-- START Data records --

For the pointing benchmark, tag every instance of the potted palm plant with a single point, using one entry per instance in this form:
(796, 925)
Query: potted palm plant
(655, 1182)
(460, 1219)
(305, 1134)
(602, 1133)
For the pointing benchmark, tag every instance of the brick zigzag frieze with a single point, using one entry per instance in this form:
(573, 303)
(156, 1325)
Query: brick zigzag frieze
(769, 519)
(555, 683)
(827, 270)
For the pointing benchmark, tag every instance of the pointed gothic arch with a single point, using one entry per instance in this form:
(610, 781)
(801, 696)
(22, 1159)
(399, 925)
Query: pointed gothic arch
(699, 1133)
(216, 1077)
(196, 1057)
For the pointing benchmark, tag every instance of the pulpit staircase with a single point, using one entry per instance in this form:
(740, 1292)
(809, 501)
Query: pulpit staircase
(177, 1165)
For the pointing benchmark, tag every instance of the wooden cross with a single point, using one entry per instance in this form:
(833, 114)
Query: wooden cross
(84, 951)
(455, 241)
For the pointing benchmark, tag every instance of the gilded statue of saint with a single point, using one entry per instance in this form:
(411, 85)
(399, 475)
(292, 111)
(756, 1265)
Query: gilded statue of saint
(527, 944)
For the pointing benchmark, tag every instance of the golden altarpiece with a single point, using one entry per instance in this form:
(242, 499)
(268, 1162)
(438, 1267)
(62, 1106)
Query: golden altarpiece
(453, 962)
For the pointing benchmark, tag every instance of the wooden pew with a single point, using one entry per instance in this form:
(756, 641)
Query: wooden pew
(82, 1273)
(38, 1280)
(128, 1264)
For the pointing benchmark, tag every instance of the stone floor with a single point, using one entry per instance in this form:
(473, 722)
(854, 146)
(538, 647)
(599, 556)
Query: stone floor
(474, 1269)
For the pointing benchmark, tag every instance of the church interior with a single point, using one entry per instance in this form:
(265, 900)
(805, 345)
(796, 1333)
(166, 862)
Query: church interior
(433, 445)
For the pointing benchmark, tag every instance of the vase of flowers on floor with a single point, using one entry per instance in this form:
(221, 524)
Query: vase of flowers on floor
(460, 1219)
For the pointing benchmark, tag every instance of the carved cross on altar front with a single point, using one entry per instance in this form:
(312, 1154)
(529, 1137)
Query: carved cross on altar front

-- END Data records --

• [Prompt]: Every entry must be retyped in full, exactly as given.

• [Exercise result]:
For the pointing benchmark, tag every instance of the potted palm plant with a single point, using one entry per instance in this form:
(796, 925)
Query: potted palm plant
(655, 1182)
(460, 1219)
(305, 1134)
(602, 1133)
For the pointing benchmark, tag every instance of the brick zigzag frieze with a single point, using one entry per instance in this form:
(573, 303)
(156, 1325)
Query: brick zigzag frieze
(769, 519)
(555, 683)
(827, 270)
For the pointing benchmark, tag every instance of the pointed gothic arch with a single point, using one entry per instance in this form:
(610, 781)
(801, 696)
(22, 1159)
(399, 925)
Query: pointed gothic arch
(699, 1133)
(216, 1077)
(196, 1057)
For the pointing benchmark, tag every instance of the pulpit staircase with a single point, using one entry per instance in this form:
(740, 1292)
(809, 501)
Query: pulpit staircase
(177, 1165)
For the pointing benchmark, tag every instance of the wooden cross with a single point, using one entry per instance in this form:
(833, 114)
Query: wooden cross
(84, 951)
(455, 241)
For the pointing benchmark, tag every instance of the gilded statue of saint with a single point, using one entry per instance in this form:
(411, 85)
(399, 475)
(292, 111)
(756, 1265)
Query: gilded statue of saint
(527, 944)
For the pointing benchmark, tag every instance of the golden altarpiece with a single point, using one entry per instance in this form:
(242, 499)
(268, 1162)
(438, 1267)
(62, 1106)
Query: golden altarpiece
(453, 962)
For the pointing benchmark, tag every instance of the wooden pew with a single point, using one entry per instance in this form:
(756, 641)
Query: wooden pew
(82, 1273)
(38, 1280)
(128, 1264)
For the pointing benchmark, tag every instance of the stone floor with a single point, using one entry per instance in this form:
(473, 722)
(854, 146)
(538, 647)
(599, 556)
Query: stone floor
(474, 1269)
For the pointing benchmark, tag every instance of the church interior with a single point, using one entry per instance in this form:
(265, 900)
(805, 345)
(796, 1333)
(166, 862)
Query: church interior
(433, 445)
For the pointing benchmark, tag every instance of the vase of flowers on floor with a single point, using one entry per instance in this form:
(221, 524)
Query: vase of flowers on floor
(460, 1219)
For the pointing benchmark, tag every instance of the carved cross on altar front with a single point, using one entry per instance in this form:
(312, 1154)
(529, 1137)
Query: carved cross on altar front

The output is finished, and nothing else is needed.